• **TEXT SEGMENT**:

--------------------

GARDEN THERAPY. It works like nothing else. Fall is prime time for planting — cool weather, no chiggers — and I am at it again, doing my bit to beautify my little corner of the planet.
I check periodically on the house I’m in the process of buying, above, to make sure it’s still there. While I wait for it to become mine, my landscaping-on-a-budget efforts at my present cottage continue.
On Saturday I visited my friend Debre in Shelter Island and watched her dig up enormous clumps of a tenacious, fast-spreading broadleaf sedge she calls ‘tribbles,’ after the small rodents that multiplied like crazy in an old episode of Star Trek. She burned all the calories, while I stood there and gave her an occasional tool, bucket, or encouraging word. My job came later, when I further divided the huge clumps into about 50 smaller ones, and put them in at the foot of my back deck, above and below.

--------------------

• **INFORMATION SHOWN**:

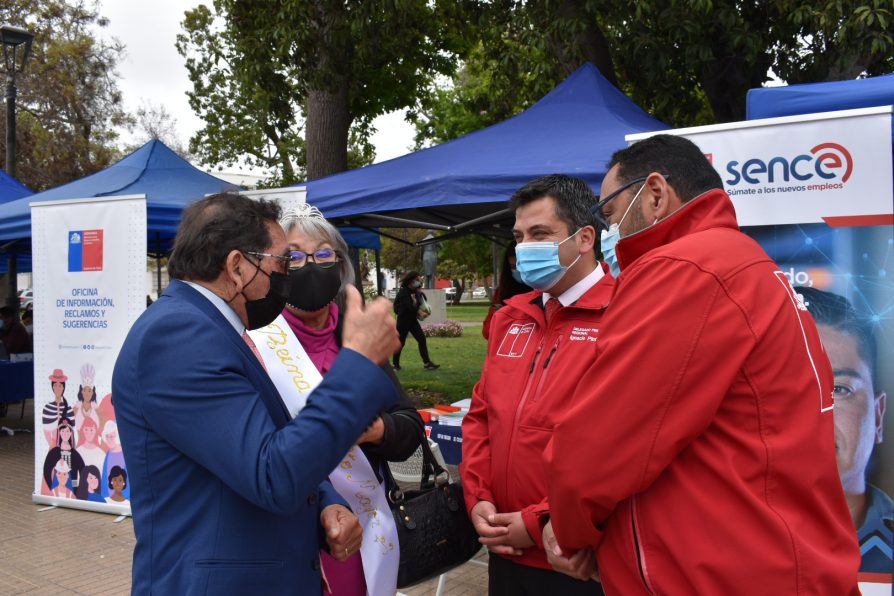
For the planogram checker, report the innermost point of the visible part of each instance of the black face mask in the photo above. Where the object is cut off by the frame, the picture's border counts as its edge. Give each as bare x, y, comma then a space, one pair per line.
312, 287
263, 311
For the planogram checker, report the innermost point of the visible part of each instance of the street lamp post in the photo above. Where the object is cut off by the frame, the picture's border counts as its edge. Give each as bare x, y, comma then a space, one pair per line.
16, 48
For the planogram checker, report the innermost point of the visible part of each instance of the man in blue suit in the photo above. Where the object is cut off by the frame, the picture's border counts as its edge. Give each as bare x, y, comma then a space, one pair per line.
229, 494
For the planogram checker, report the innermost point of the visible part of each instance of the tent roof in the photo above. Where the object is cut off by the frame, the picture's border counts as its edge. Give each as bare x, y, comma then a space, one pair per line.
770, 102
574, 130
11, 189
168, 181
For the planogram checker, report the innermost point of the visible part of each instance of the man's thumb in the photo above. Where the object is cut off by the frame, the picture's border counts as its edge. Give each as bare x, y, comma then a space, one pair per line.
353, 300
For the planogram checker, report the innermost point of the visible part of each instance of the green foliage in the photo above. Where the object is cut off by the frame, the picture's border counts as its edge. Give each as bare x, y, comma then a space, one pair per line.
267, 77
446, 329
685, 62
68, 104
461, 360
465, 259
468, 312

--------------------

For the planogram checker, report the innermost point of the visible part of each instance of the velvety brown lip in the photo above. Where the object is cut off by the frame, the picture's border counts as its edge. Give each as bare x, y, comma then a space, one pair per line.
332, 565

--------------------

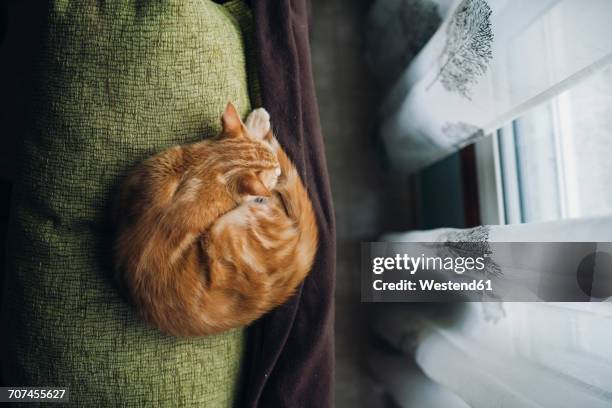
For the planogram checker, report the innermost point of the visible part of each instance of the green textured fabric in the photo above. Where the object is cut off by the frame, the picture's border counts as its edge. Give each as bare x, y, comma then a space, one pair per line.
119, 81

--------------------

• **WHAT TO DO**:
1. List everything the garden therapy post says the writer gave Debre while she dug.
2. Reproduce the stretch of the garden therapy post from "GARDEN THERAPY. It" through "of the planet.".

• **RESULTS IN ORDER**:
1.
- A tool
- A bucket
- An encouraging word

2.
GARDEN THERAPY. It works like nothing else. Fall is prime time for planting — cool weather, no chiggers — and I am at it again, doing my bit to beautify my little corner of the planet.